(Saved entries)

⟨

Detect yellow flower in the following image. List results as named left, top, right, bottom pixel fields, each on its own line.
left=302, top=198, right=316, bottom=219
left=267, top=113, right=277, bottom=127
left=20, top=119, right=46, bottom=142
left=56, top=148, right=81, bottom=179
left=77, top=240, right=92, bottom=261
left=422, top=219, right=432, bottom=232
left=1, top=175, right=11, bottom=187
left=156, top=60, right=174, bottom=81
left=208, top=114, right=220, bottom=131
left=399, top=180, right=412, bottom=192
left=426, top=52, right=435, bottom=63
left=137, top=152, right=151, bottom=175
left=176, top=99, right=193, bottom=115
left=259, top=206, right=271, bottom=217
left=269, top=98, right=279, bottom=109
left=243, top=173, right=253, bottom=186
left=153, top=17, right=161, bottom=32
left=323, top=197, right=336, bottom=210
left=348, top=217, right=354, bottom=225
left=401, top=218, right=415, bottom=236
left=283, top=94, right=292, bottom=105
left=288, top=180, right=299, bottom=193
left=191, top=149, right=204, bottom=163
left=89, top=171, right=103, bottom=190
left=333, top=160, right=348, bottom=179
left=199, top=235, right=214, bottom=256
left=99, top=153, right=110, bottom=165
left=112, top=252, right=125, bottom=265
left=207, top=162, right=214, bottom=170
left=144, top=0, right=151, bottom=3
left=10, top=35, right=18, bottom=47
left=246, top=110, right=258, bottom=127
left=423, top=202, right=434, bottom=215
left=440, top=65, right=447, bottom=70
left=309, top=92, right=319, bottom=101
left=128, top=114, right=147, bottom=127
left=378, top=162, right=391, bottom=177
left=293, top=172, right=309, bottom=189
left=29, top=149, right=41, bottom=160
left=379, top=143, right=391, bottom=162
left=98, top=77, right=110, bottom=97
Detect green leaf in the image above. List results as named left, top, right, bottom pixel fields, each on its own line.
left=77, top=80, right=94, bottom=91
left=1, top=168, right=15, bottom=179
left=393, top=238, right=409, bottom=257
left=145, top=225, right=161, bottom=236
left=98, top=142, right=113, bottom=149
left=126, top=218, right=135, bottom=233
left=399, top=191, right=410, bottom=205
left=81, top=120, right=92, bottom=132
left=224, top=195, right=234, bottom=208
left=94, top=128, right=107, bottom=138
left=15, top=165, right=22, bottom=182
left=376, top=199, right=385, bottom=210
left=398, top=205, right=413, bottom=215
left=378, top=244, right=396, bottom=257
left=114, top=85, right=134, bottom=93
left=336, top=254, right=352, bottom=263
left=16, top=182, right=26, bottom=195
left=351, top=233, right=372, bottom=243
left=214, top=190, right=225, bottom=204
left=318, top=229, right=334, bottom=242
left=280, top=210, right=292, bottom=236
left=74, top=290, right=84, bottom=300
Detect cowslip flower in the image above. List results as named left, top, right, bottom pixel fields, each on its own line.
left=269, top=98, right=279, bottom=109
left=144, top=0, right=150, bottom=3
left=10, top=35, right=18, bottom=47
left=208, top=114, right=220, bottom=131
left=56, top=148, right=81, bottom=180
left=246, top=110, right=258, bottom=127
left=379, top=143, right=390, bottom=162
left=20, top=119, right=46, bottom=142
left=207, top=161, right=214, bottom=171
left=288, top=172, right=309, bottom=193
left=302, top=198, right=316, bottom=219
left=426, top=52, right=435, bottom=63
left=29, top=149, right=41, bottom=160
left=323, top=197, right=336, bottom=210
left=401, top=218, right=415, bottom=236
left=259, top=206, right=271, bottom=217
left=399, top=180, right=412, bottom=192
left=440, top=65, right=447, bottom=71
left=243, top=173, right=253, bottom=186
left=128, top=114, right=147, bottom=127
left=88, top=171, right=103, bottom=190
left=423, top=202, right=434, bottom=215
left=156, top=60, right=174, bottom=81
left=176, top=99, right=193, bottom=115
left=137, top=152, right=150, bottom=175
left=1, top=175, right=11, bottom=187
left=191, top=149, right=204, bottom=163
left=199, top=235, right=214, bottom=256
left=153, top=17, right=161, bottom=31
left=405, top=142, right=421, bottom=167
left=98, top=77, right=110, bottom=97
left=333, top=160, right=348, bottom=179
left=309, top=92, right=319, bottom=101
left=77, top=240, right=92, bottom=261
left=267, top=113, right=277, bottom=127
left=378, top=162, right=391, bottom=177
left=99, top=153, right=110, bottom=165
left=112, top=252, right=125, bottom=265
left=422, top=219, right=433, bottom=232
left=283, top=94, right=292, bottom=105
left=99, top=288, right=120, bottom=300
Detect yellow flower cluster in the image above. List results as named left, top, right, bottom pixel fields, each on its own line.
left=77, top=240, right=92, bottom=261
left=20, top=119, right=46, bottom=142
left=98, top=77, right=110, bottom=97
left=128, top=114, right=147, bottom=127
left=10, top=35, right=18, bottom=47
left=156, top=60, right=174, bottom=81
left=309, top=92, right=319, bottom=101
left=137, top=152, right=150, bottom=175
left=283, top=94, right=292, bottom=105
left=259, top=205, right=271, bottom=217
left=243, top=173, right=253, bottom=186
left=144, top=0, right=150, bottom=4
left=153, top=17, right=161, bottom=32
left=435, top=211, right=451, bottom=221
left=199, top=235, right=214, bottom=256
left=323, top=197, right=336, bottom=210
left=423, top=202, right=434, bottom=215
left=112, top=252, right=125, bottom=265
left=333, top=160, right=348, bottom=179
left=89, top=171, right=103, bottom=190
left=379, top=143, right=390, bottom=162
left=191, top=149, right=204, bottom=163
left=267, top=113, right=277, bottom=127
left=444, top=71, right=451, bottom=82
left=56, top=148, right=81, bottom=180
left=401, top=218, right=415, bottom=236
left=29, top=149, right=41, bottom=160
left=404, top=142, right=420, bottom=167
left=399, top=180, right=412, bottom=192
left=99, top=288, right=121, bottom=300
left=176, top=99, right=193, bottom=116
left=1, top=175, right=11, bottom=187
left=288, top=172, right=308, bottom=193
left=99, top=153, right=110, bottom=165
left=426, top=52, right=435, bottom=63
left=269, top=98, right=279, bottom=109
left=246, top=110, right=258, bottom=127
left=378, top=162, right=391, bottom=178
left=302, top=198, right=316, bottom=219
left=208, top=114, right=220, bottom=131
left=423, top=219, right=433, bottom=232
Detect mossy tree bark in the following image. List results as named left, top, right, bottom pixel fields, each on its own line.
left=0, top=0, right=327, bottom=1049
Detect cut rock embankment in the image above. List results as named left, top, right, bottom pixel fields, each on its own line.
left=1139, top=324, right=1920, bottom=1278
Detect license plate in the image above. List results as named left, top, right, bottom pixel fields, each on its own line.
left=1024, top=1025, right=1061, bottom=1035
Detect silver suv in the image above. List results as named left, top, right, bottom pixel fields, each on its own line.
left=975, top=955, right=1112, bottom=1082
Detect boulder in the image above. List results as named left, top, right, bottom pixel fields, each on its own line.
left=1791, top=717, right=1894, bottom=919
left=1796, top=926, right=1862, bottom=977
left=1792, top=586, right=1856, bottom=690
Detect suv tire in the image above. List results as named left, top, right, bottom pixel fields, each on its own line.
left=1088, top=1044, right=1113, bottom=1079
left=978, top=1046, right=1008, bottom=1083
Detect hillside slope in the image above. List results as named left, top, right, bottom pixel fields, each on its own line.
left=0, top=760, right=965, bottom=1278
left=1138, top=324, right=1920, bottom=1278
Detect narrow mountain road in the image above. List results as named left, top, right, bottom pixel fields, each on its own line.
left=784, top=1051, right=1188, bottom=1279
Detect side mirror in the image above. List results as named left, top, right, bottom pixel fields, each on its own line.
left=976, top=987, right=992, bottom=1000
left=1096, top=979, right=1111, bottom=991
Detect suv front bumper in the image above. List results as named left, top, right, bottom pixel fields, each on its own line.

⟩

* [TASK REQUIREMENTS] Please output exactly the lines from the one containing "Detect narrow mountain" through the end of the records, both included.

* [RESULT]
Detect narrow mountain road in the image above. List results as named left, top, right, bottom pixel fields, each on its own line.
left=784, top=1051, right=1188, bottom=1279
Detect side mirror in the image above. List results as named left, top, right, bottom pixel fields, each on its own line.
left=976, top=987, right=992, bottom=1000
left=1096, top=979, right=1111, bottom=991
Detect suv front bumper in the image above. List results as named left, top, right, bottom pixel fields, each on its own line.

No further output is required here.